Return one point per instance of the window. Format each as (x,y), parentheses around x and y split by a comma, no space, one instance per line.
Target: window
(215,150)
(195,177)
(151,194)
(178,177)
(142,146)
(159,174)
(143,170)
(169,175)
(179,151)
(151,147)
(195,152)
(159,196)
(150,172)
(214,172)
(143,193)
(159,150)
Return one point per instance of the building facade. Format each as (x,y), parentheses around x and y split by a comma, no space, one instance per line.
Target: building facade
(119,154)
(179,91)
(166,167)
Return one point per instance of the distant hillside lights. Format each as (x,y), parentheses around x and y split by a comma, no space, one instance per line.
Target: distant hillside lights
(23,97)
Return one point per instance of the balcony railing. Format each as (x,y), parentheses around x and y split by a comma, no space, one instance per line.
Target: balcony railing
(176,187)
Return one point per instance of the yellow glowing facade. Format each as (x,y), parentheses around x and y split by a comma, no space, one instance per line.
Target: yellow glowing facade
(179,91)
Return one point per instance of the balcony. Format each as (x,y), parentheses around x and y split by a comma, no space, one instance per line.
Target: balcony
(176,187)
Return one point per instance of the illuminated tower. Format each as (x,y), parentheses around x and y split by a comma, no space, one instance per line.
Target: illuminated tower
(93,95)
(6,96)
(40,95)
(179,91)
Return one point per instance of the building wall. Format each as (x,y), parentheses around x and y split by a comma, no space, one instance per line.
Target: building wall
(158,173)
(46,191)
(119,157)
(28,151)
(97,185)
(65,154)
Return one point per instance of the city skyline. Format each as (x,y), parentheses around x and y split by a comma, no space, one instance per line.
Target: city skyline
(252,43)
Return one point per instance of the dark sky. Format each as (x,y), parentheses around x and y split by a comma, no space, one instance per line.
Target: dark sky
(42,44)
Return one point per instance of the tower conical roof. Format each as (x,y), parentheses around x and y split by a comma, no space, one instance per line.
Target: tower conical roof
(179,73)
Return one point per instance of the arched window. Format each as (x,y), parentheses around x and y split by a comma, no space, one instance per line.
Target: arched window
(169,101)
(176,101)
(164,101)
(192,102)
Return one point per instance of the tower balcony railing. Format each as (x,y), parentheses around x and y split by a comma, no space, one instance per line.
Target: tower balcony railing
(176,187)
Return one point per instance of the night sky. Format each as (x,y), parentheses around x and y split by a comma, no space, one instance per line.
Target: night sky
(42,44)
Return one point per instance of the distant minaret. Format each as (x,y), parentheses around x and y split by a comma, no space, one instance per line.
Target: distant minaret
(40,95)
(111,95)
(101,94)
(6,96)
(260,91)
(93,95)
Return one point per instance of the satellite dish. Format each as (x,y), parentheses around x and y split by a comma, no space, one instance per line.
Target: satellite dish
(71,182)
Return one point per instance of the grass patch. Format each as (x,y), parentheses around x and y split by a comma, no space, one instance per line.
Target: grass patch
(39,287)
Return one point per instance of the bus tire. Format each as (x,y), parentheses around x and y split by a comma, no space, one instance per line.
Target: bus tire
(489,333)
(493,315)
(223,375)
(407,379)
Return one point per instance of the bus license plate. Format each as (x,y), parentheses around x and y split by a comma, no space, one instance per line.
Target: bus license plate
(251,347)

## PROBLEM DETAILS
Rewrite all of the material above so that every "one instance per line" becomes "each on its own line", leaving everything else unchanged.

## SOLUTION FOR THIS TASK
Return one point per instance of the window. Format each as (x,y), parentheses around x and y split by a comma, no space, each on its own line.
Target: window
(215,150)
(195,177)
(151,194)
(178,177)
(142,146)
(159,174)
(143,170)
(169,175)
(179,151)
(151,147)
(195,152)
(159,196)
(150,172)
(214,172)
(143,193)
(159,150)
Return one point per instance of the building facade. Format each as (x,y), parentheses around x and y split by a comma, no space, each on its own line.
Target: building facade
(119,154)
(179,91)
(166,167)
Return one point per instance of the distant hillside lights. Format each as (x,y), parentheses around x and y split by a comma, no space, each on its own line.
Target: distant hillside lights
(23,97)
Return one point per instance of the balcony railing. Format each as (x,y), parentheses around x and y split by a comma, no space, each on its own line.
Target: balcony railing
(176,187)
Return one point per instance of the yellow glowing facade. Format each as (x,y), parentheses around x and y split by a comma, no space, each on its own line.
Target: yellow glowing facade
(179,91)
Return one point per instance of the balcony. Format each as (x,y), parentheses around x and y split by a comma, no space, each on its own line.
Target: balcony
(176,187)
Return one point per instance of the illuminated tower. Format each as (x,y), parentheses around x and y split by a comma, no space, each on its own line.
Target: illuminated tower
(93,95)
(6,96)
(40,95)
(179,91)
Return one point per instance of the building wall. Format each as (x,y), parentheses around x and y split by a comma, no space, each on its own line.
Target: building wall
(158,173)
(46,191)
(119,157)
(28,151)
(97,185)
(65,154)
Return one point per instance of the city skyline. Format each as (x,y), parentheses around x and y split by a comma, no space, each on its own line.
Target: city skyline
(252,43)
Return one point per instance of the dark sky. Format each as (x,y), parentheses around x and y split by a comma, no space, each on its own line.
Target: dark sky
(42,44)
Return one point per instance of the tower conical roof. Format each as (x,y), parentheses around x and y split by a comma, no space, each on its own line.
Target: tower conical roof
(179,73)
Return one point per instance of the arched window. Format each as (x,y), parentheses around x and y split by a comma, no space, each on its own line.
Target: arched window
(169,101)
(176,101)
(164,101)
(192,102)
Return one point per instance of the tower balcony railing. Format each as (x,y), parentheses around x and y split by a comma, no space, each on its own line.
Target: tower balcony railing
(176,187)
Return one point per instance of the night sky. Format each as (x,y), parentheses around x and y split by a comma, no space, each on its own line.
Target: night sky
(42,44)
Return one point per instance of the distant minaret. Format each as (x,y), parentheses around x and y split by a comma, no space, each on its own line.
Target: distant minaret
(40,95)
(111,95)
(101,94)
(6,96)
(260,91)
(93,95)
Return one point per instance of the satellite dish. Format each as (x,y), parentheses around x and y split by a comma, no space, each on its own line.
Target: satellite dish
(71,182)
Return one point per instance of the grass patch. Format each as (x,y), parentheses around x and y split by a comma, no space, each on its own line.
Target: grass patch
(39,287)
Return one point per instance of the bus tire. Format each as (x,y), parentheses around x and y split by a comma, no space, each on its own line.
Target: bus tire
(489,333)
(493,315)
(223,375)
(407,379)
Return one point per instance of the bus license plate. Format each as (x,y), parentheses around x and y split by a comma, no space, each on its own line.
Target: bus license plate
(251,347)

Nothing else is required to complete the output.